----- Page text

The Hayes brothers are proud to continue on the path their father has set, training the dogs and themselves diligently and seeking experience as young competitors on the sled dog circuit. They live with their mom in Northport, but every other weekend and on school vacations, they head north to spend time with their dad and the dogs.

“To see these boys take initiative, set these difficult goals for themselves, and then do the tedious work — countless hours and countless miles in sub-zero temperatures during the harshest months northern Maine offers —  makes me very proud to be called their dad,” Jonathan Nathaniel Hayes said.

In 2020, both brothers competed in the Can-Am 30, a shorter race with a six-dog team. Last year, all Can-Am Crown International Sled Dog Races were canceled because of the pandemic. But this year, the brothers are looking forward to testing their mettle against other competitors.

----------
----- Information provided

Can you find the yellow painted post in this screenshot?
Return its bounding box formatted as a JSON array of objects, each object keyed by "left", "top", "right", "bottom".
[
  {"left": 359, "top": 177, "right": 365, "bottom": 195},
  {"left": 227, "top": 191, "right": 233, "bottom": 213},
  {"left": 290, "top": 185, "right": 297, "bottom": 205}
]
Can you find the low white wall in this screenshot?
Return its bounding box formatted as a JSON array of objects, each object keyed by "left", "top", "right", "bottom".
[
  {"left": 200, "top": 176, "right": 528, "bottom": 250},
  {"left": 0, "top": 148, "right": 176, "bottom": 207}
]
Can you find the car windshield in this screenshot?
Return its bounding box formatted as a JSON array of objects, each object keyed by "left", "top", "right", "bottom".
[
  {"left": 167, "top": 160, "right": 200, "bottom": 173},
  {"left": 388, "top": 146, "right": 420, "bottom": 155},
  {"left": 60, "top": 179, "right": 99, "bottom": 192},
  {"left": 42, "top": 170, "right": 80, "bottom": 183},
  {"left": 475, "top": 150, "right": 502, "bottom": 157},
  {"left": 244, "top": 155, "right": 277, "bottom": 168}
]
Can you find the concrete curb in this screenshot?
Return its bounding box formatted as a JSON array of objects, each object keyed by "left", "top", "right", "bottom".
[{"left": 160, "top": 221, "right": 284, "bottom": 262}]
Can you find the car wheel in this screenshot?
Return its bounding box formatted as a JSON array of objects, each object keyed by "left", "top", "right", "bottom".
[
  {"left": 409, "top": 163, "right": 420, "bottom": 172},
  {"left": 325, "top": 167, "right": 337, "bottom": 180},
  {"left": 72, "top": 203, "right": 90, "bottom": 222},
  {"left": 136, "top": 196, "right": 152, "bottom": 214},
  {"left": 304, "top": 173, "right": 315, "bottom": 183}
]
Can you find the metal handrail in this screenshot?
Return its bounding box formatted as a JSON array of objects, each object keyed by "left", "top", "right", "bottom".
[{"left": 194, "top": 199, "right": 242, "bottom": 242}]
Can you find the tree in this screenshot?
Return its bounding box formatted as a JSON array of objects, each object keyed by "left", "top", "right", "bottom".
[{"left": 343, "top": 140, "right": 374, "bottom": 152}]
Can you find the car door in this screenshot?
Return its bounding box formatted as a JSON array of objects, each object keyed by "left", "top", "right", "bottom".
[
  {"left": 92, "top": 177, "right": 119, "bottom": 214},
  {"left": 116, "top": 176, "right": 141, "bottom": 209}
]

----------

### Problems to work on
1 – In the passage about the Hayes brothers, where do the brothers live with their mom?
2 – Repeat word for word the part of the passage about the Hayes brothers starting with "In 2020, both" and going on through "against other competitors.".
3 – Carry on the passage about the Hayes brothers past its last sentence.

### Results
1 – Northport

2 –
In 2020, both brothers competed in the Can-Am 30, a shorter race with a six-dog team. Last year, all Can-Am Crown International Sled Dog Races were canceled because of the pandemic. But this year, the brothers are looking forward to testing their mettle against other competitors.

3 –
Christian Hayes isn’t running the Can-Am this year, but will compete in this weekend’s Moosehead Lake Area 100 Mile Wilderness Sled Dog Race. He’s signed up for the 35 mile race, which starts and finishes in Greenville and involves an eight-dog team.

Christian Hayes, 15, of Northport enjoys training and competing in sled dog races. “I definitely love the experiences and the views and building a relationship with the dogs,” he said. Credit: Courtesy of Jonathan Nathaniel Hayes

“I am extremely excited,” he said. “I definitely hope to do well. I’d love to place in the top five, and I really hope that the dogs perform extremely well.”

There are physical, practical and psychological components to sled dog racing. The brothers do a lot of running, so that they’re able to get out and help the dogs if, for instance, there’s a steep hill ahead of them.

“I just try to run. I try to do a mile in under seven minutes,” Caleb Hayes said. “I try to do that and build up my stamina, so I’m ready for this. I know I have to be as ready as the dogs are.”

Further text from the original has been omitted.